Exercise directions - Omit all images, then repeat exactly the lines below from the one containing "# test: identify one keypoint per instance of the overcast" through the one containing "red car's headlight", both ends included.

Material for this exercise -
BEGIN

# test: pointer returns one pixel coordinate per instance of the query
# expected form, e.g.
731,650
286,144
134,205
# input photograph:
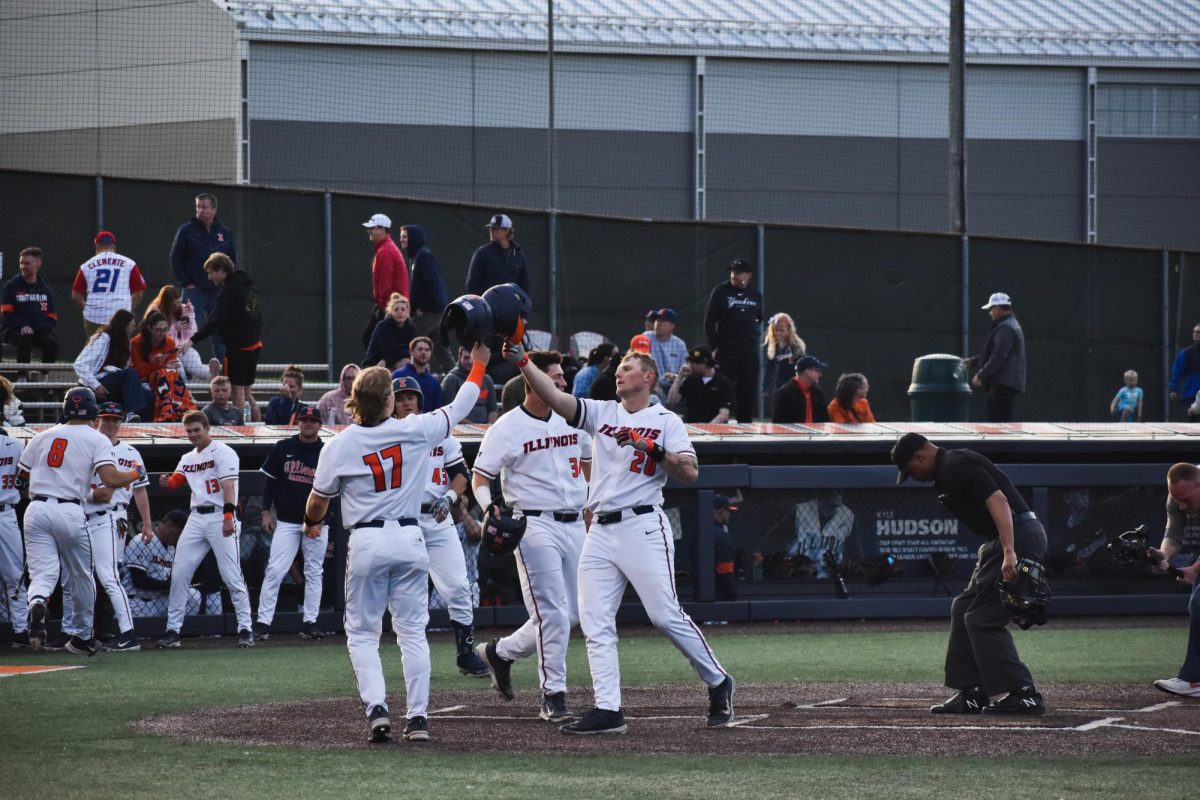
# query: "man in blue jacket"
195,241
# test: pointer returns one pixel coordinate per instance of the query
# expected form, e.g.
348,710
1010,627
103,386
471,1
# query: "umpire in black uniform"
981,657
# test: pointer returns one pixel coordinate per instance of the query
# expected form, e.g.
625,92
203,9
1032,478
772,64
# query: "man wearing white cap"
1001,366
389,272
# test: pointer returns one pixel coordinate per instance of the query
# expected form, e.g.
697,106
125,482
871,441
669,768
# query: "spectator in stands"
421,350
501,260
1182,388
486,408
221,410
389,272
195,242
389,341
282,408
429,288
333,403
239,320
780,349
156,359
706,395
849,403
106,282
733,325
802,400
28,308
599,360
181,318
667,349
103,366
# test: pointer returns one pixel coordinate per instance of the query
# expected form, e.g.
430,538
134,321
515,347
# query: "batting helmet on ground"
79,403
502,531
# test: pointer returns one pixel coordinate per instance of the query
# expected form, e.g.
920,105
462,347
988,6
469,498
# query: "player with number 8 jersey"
379,467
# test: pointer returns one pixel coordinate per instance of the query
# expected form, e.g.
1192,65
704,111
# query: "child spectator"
1127,403
283,408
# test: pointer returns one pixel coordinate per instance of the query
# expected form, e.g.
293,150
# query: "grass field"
66,734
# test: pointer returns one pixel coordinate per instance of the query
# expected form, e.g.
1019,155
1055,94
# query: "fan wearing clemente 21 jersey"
544,465
636,446
378,467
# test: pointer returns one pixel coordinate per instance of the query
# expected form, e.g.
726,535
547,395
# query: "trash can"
940,391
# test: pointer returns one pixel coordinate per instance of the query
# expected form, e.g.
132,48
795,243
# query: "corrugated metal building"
1083,119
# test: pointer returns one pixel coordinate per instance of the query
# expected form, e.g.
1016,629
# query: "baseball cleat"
720,703
379,725
499,668
1179,686
553,708
417,729
966,701
37,624
597,721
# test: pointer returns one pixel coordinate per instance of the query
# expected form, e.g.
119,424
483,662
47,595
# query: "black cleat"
379,725
597,721
1024,702
965,701
499,668
417,729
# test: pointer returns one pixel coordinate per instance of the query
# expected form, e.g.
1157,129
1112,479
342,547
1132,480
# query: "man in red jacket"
389,272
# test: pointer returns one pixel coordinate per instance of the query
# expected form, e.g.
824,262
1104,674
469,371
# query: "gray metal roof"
1074,30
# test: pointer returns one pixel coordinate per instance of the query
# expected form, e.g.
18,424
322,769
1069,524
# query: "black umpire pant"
981,651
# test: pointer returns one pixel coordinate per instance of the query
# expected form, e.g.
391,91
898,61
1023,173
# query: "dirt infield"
840,719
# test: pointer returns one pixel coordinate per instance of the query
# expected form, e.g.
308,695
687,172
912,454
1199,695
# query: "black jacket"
237,316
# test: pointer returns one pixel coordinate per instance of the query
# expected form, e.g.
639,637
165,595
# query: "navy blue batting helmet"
79,403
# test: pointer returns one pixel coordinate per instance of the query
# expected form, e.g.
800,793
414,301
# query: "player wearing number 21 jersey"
379,467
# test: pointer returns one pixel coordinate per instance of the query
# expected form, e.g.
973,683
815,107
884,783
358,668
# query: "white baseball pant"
55,530
388,567
547,561
289,537
12,569
448,567
201,534
639,549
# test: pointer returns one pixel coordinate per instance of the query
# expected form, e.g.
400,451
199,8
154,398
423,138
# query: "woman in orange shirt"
849,403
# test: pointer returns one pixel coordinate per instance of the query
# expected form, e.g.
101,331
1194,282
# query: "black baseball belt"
559,516
610,517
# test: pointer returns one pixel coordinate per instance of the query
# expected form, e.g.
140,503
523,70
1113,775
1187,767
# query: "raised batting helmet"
471,318
408,384
79,403
502,531
1029,595
510,308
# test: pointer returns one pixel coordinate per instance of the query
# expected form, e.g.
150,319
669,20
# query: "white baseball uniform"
12,555
108,280
204,470
387,564
630,541
540,464
108,537
60,463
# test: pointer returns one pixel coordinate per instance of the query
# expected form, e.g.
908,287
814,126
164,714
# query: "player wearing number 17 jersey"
378,467
635,447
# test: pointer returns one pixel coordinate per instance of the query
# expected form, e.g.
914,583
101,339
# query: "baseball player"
12,554
289,468
106,282
148,563
544,465
59,464
210,471
106,511
387,565
636,446
448,565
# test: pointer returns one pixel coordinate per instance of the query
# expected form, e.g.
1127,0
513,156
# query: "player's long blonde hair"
367,403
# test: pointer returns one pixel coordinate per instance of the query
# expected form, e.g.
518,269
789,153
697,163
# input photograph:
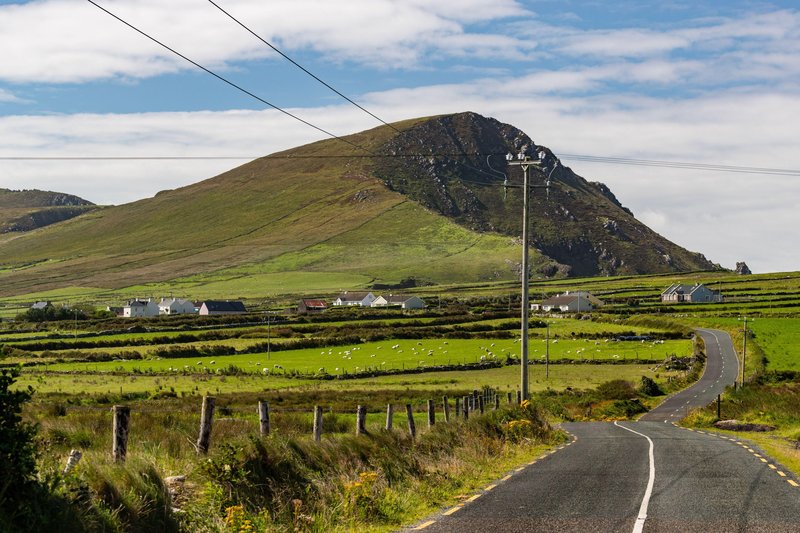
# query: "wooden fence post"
361,420
412,429
206,418
263,417
317,423
389,416
122,417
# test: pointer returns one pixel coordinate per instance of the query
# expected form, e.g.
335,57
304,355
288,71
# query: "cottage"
176,306
140,308
697,293
569,302
214,307
399,300
363,299
310,305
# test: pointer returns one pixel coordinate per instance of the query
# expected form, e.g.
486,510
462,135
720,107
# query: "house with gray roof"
697,293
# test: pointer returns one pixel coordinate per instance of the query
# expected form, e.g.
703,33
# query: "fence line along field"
610,364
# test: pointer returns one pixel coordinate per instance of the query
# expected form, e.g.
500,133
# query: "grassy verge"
765,401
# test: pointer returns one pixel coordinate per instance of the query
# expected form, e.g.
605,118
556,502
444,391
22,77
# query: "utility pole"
525,162
547,354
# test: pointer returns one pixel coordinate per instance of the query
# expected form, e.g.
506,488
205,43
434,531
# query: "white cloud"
727,216
57,41
9,97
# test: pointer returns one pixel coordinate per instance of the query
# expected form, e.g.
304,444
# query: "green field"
392,355
779,339
504,379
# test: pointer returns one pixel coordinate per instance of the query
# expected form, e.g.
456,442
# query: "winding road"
645,476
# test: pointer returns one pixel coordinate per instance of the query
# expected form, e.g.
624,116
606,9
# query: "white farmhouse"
140,308
576,302
697,293
399,300
363,299
176,306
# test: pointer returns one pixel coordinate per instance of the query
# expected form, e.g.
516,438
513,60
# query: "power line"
680,164
225,80
574,157
301,67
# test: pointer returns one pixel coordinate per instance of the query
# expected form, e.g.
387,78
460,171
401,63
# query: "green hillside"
27,210
323,217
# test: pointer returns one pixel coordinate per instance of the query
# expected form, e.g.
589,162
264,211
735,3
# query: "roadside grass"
762,402
779,340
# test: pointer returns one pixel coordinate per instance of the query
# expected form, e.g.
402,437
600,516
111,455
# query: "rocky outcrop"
455,165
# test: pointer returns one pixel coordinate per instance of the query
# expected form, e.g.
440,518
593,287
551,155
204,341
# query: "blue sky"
705,82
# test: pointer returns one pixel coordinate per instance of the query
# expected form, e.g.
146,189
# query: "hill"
27,210
323,217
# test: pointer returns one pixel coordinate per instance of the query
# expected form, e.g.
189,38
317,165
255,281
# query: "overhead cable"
301,67
225,80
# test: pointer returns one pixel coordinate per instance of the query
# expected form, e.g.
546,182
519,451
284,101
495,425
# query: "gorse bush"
289,483
17,453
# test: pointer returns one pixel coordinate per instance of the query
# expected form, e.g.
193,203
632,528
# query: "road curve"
646,476
722,367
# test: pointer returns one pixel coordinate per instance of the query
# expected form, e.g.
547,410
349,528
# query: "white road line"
639,525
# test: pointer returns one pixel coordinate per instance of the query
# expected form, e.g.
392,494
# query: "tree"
17,451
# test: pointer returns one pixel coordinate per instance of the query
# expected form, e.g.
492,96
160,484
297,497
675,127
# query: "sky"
701,82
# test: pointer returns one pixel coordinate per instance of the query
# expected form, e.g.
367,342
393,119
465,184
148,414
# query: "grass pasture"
389,355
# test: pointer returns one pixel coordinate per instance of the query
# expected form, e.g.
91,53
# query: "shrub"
17,452
648,387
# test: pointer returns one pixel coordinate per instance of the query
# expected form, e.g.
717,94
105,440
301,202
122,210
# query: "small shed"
311,305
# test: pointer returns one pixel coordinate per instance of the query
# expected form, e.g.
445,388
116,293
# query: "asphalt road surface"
646,476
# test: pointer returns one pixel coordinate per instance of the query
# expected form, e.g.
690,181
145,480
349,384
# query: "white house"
697,293
364,299
567,303
140,308
399,300
175,306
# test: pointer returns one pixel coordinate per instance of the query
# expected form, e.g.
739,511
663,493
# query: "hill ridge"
314,218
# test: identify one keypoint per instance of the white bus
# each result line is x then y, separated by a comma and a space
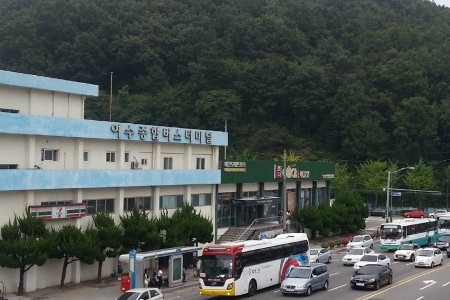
243, 267
444, 223
420, 231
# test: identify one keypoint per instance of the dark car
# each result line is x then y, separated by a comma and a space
371, 276
417, 213
443, 242
378, 212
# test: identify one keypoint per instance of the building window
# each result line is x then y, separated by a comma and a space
200, 163
111, 156
56, 203
13, 111
168, 163
49, 154
251, 194
131, 203
170, 201
201, 199
99, 205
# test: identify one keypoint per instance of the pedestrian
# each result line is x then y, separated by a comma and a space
146, 278
154, 280
159, 278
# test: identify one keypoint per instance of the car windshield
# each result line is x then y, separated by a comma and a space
426, 253
216, 266
406, 247
129, 296
368, 270
354, 251
357, 239
444, 238
300, 273
369, 258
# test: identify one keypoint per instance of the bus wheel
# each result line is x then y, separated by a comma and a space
308, 291
252, 287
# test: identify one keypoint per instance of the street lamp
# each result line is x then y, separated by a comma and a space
388, 189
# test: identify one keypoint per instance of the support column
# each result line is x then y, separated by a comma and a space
298, 195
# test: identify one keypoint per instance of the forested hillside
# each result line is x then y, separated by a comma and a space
327, 79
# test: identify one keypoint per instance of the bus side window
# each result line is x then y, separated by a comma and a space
239, 266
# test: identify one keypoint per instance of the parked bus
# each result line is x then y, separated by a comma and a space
243, 267
444, 223
421, 231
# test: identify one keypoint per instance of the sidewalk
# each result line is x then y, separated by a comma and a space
109, 287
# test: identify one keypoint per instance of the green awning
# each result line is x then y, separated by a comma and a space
257, 201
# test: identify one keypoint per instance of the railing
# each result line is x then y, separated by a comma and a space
274, 221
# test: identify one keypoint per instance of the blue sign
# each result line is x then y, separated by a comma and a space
132, 265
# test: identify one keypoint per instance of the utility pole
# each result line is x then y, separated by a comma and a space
285, 204
110, 98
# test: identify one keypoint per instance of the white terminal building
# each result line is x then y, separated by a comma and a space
61, 167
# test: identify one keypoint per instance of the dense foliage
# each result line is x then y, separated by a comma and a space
335, 79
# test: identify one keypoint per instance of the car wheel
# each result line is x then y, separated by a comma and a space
377, 285
252, 287
325, 285
308, 291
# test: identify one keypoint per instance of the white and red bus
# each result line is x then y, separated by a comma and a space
243, 267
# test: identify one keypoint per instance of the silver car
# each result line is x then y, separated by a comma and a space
320, 255
306, 279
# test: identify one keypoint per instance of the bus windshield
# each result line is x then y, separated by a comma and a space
216, 266
391, 232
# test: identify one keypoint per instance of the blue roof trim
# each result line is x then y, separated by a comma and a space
47, 83
40, 179
11, 123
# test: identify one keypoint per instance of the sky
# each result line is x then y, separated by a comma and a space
442, 2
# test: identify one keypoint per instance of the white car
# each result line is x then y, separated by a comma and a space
428, 257
372, 259
354, 255
322, 255
142, 293
437, 213
363, 240
406, 252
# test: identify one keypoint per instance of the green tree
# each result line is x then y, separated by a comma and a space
24, 244
421, 178
108, 238
341, 183
139, 231
71, 244
372, 177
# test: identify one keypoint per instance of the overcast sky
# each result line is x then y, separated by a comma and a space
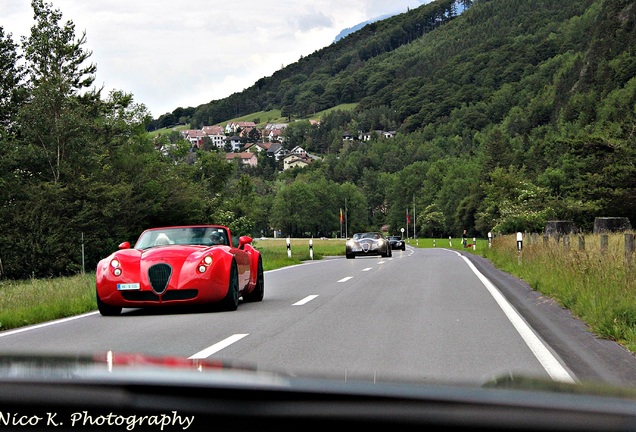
182, 53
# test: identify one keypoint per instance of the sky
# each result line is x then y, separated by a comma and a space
184, 53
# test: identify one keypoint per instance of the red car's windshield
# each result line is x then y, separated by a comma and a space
207, 236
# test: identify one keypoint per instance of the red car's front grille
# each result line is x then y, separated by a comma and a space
159, 276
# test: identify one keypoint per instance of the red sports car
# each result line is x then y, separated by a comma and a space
197, 264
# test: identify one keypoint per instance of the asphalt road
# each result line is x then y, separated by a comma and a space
424, 314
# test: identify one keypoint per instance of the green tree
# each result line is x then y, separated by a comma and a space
56, 112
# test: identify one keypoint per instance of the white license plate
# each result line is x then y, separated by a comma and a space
124, 287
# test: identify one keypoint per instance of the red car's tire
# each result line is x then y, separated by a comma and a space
230, 302
106, 310
259, 289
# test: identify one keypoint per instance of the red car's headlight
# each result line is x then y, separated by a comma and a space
205, 263
116, 267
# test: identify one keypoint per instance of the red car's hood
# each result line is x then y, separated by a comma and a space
170, 253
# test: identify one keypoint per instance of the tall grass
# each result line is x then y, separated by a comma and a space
38, 300
596, 285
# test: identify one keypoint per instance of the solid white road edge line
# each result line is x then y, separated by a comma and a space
218, 346
552, 366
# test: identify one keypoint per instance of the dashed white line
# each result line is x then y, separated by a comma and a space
305, 300
218, 346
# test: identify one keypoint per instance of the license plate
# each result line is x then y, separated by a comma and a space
124, 287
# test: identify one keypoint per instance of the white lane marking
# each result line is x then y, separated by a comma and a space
556, 371
305, 300
46, 324
218, 346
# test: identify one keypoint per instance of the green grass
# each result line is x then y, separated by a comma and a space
596, 286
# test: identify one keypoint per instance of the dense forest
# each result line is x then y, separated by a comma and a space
509, 113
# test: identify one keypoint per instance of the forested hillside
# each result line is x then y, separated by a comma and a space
509, 114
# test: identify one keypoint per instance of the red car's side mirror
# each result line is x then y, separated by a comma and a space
243, 240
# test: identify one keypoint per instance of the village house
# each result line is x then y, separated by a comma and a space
194, 137
246, 158
216, 135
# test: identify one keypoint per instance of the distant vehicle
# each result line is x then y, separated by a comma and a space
396, 242
180, 265
369, 243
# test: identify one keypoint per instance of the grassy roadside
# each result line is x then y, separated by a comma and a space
596, 285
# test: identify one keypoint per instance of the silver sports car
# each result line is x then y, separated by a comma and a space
369, 243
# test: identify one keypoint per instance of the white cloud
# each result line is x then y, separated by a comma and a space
177, 54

END

Exercise answer -
# test: identify one keypoint per instance of the overcast sky
# each result line is x then y, separated by a comma and a space
182, 53
# test: identify one keypoint per instance of the sky
# each result line is x then y, separated by a comma and a space
184, 53
# test: identify one keypoint per instance of the red car's windshield
# each result line is x then y, separated by a comma and a space
207, 236
# test: identify one keypoint per instance of the red car's front grille
# each result line is x then y, separated by a comma and a space
159, 276
# test: identify one keypoint per instance of the red sports car
# each result line is x then y, separated by a comma and a space
197, 264
# test: identify one keypoint per instance of the asphalt road
# each result line is x then y, separated by a comma and a space
424, 314
# test: identify one keypoint per instance of the green tree
# each result line is x then y, separated by a comma and a space
56, 112
# test: identify one keypoint per instance of the white license plate
# each result line is x then y, separated by a comma and a space
124, 287
# test: identify one keypoint per instance of the red car's tire
# each result line is x then y, separated by a comma and a space
230, 302
106, 310
259, 289
# test: identify one keypoint per instance of the red car's headlight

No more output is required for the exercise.